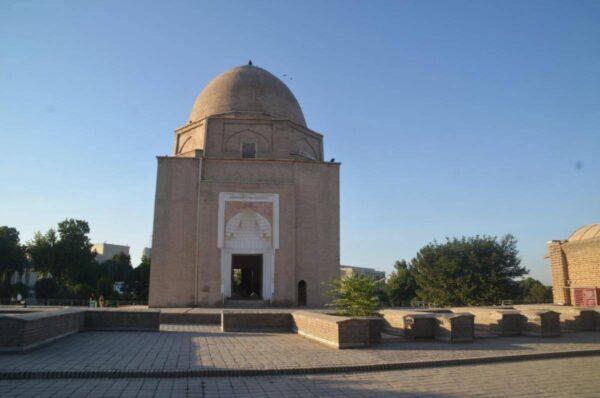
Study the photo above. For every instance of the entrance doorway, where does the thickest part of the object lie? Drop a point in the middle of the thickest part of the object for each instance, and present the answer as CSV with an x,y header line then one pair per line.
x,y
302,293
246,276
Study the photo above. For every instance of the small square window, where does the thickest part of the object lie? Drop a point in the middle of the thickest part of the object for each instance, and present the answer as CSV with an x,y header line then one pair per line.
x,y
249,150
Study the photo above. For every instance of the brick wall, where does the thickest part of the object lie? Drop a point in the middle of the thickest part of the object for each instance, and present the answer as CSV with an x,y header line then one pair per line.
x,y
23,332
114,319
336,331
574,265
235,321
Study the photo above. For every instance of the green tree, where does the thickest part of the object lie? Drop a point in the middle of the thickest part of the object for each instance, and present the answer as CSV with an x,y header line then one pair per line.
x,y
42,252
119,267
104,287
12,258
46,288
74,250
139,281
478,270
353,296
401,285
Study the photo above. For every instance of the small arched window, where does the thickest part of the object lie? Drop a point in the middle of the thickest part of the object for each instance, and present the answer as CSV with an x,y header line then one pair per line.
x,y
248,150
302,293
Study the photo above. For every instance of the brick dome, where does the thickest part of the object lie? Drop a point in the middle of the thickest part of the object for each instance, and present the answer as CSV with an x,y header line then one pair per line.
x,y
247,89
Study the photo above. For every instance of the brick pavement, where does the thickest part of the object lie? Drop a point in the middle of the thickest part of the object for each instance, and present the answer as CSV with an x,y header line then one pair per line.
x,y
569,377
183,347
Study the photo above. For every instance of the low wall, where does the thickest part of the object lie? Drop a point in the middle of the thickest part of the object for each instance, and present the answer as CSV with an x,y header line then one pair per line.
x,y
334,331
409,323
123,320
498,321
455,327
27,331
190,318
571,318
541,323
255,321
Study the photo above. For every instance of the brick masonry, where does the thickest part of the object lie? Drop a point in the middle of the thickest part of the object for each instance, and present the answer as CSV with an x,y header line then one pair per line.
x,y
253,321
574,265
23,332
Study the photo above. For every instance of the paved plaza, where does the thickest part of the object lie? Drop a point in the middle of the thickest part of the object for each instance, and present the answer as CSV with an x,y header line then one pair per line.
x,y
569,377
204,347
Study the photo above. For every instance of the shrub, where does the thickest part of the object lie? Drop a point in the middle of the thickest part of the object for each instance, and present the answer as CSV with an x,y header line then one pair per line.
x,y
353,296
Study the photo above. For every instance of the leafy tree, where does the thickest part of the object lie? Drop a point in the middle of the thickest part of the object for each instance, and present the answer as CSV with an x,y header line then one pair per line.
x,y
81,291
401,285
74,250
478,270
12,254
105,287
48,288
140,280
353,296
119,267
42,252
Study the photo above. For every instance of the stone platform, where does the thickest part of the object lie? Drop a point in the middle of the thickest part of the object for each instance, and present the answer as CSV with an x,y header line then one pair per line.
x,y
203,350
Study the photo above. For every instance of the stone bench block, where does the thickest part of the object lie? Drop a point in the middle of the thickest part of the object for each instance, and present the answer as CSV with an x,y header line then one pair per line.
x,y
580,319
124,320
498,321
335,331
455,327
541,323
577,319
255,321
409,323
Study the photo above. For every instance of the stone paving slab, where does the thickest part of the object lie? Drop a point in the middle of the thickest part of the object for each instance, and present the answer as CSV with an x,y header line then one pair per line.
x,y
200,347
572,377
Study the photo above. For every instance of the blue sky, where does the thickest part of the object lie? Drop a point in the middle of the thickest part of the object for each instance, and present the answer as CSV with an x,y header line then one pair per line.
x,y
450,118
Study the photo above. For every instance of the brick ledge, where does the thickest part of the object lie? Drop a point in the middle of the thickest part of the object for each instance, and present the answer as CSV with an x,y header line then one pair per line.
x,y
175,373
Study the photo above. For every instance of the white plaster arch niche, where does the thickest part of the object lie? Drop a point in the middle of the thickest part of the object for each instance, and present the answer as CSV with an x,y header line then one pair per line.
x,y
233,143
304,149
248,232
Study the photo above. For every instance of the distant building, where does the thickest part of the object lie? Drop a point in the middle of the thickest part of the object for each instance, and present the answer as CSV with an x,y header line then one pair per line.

★ ★ ★

## EXERCISE AIM
Reproduce word for word the lines starting at the one that contains "Study the photo above. For every instance of the blue" and ending with the final line of the entries, both included.

## COMPLETED EXERCISE
Study the photo above. For every instance of the blue sky, where does the thickest part of the object lie? Drop a point in the middle of the thickest part of the object for each instance, and present the answer as CSV with an x,y header line then one pair per line.
x,y
450,118
Study the photo above. For every instance of the brick ledge, where does the thickest part of the object lie? Drop a point in the middle of the thickest part of the object for each instance, and present the answer as CSV with an x,y header line then one pair per line.
x,y
175,373
Study the photo above. For every instance of the white plaster arch niche, where does the thickest part of the object lie? Drop a point in the middle of the thickest part of the object for each instance, and present the answer as CSV with an x,y header line then one pair per line.
x,y
233,143
304,149
248,232
Study the photo above. For every instance of the distant building, where does the thickest part of the object lie? Drop a point in the middle of the thickest part of the object for each instance, and present the answer as CSV with an x,y header line then one pair per line.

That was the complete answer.